------ 抜粋文
顔を合せて依頼するのとは違い、印を押すのに抵抗と覚悟が必要でした。

いかにして安心感を持ってもらう、持つかがキーなのでしょう。
利用者の声はその一つだと思います。

遺産相続の場合、相続後の各種手続きについての案内をしてもらうだけでも、すごく参考になります。

最後に、ありがとうございました。

 

N様、どうもありがとうございました。

Q077 相続を『承認』するための手続きは?

【Question】

母が他界したので、相続の手続きについて本を読んで調べてみたところ、「3ヶ月以内に相続の承認・放棄をしなければならない」と書いてありました。

母には特に借金などはないので、普通に相続を承認したいと思います。

けれども、私の本には、「相続放棄の手続きは家庭裁判所で行います」としか書いてありません。相続を『承認』する手続きも家庭裁判所で行うのですか?

 

【Answer】

単に相続を承認するだけならば、何も手続きは必要ありません。
もちろん、家庭裁判所に行く必要もありません。

 

【Reference】

相続の『単純承認』

ある人が亡くなると、遺産の相続が行われます。
相続が行われると、被相続人に関わる一切の権利や義務が、すべて相続人に引き継がれることになります。
プラスの財産はもちろん、借金などのマイナスの財産も引き継がれるわけです。

遺産相続は、相続人が「自分が相続人となったこと」を知っているかどうかに関係なく行われます。
また、相続したいかどうかという、相続人の意思とは無関係に行われます。

しかし、故人が残した財産よりも借金のほうが多い場合のように、義務のほうが権利よりも多ければ、相続人にとって、遺産相続は迷惑この上ない話です。また、プラスの財産のほうが多い場合でも、さまざまな事情によって「相続したくない」という場合もあります。

このような事情を考慮して、相続人は相続を拒絶することができるようになっています。それが『相続放棄』です。
------------
:: 短い課題 1 ::
相続についての文章のうち、「Q077 相続を『承認』するための手続きは?」から「も家庭裁判所で行うのですか?」までの部分を一字も変えずに打ち直してください。
:: 短い課題 2 ::
相続についての文章の続きを、最後に示された文の後から書き足してください。
これらの記録は、別の出典から取られたものです。
------ データ一覧
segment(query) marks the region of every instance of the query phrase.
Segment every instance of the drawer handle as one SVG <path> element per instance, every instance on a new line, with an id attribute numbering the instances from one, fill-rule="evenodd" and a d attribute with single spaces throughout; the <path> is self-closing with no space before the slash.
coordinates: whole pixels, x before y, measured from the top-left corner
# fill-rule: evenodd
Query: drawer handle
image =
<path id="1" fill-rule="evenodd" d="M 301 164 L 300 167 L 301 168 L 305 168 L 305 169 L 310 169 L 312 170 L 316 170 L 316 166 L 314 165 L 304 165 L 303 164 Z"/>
------------
------ データ一覧
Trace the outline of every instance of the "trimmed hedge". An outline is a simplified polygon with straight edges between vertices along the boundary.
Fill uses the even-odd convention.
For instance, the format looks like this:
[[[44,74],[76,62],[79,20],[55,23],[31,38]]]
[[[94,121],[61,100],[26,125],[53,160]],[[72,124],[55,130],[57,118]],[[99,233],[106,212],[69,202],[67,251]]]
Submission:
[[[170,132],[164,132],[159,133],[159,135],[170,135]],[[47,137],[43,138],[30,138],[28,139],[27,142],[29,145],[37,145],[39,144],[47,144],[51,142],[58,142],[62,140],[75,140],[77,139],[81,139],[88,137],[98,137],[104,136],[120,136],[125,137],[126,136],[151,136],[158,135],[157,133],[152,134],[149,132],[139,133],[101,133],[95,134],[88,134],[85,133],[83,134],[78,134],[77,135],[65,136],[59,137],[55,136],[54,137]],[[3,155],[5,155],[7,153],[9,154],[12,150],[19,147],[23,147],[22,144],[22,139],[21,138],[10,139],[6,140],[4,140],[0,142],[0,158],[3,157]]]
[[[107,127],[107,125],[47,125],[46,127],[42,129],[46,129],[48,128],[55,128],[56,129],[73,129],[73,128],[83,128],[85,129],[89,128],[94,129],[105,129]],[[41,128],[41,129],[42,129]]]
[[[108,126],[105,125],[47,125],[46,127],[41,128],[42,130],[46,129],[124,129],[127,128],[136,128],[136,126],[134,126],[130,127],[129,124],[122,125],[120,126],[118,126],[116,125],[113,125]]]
------------
:: 課題の出力 1 ::
Q077 相続を『承認』するための手続きは?

【Question】

母が他界したので、相続の手続きについて本を読んで調べてみたところ、「3ヶ月以内に相続の承認・放棄をしなければならない」と書いてありました。

母には特に借金などはないので、普通に相続を承認したいと思います。

けれども、私の本には、「相続放棄の手続きは家庭裁判所で行います」としか書いてありません。相続を『承認』する手続きも家庭裁判所で行うのですか?

:: 課題の出力 2 ::
債権者などの利害関係人に与える影響が大きいので、『相続放棄』には一定の手続きが必要とされています。

『相続放棄』をしないならば、自動的に相続を承認(単純承認といいます)したことになります。したがいまして、単純に遺産を相続する場合、すなわち『相続の承認』をする場合には、特別な手続きは必要なく、何もしなければ相続を単純承認したことになります

 

『限定承認』というものもある

相続の承認には、前記の単純承認の他に、もうひとつの方法があります。

相続はするけれども、借金などのマイナスの遺産については被相続人がのこしたプラスの遺産の中でだけ清算し、プラスの遺産を超える借金については責任は取りません」という方法で、これを『限定承認』と言います。

限定承認では、プラスの遺産のほうがマイナスの遺産よりも多ければ清算後の残りは相続人のものになり、マイナスの遺産のほうが多かったとしても相続人が自腹を切る必要はありません。
相続放棄と同様に、債権者などの利害関係人に与える影響が大きいので、『限定承認』にも一定の手続きが必要です。

限定承認は遺産がプラスかマイナスかがわからない場合に有効ですが、手続きが非常に複雑で、税金の面にも注意が必要です。使いにくい制度であるために、現実にはあまり利用されていません。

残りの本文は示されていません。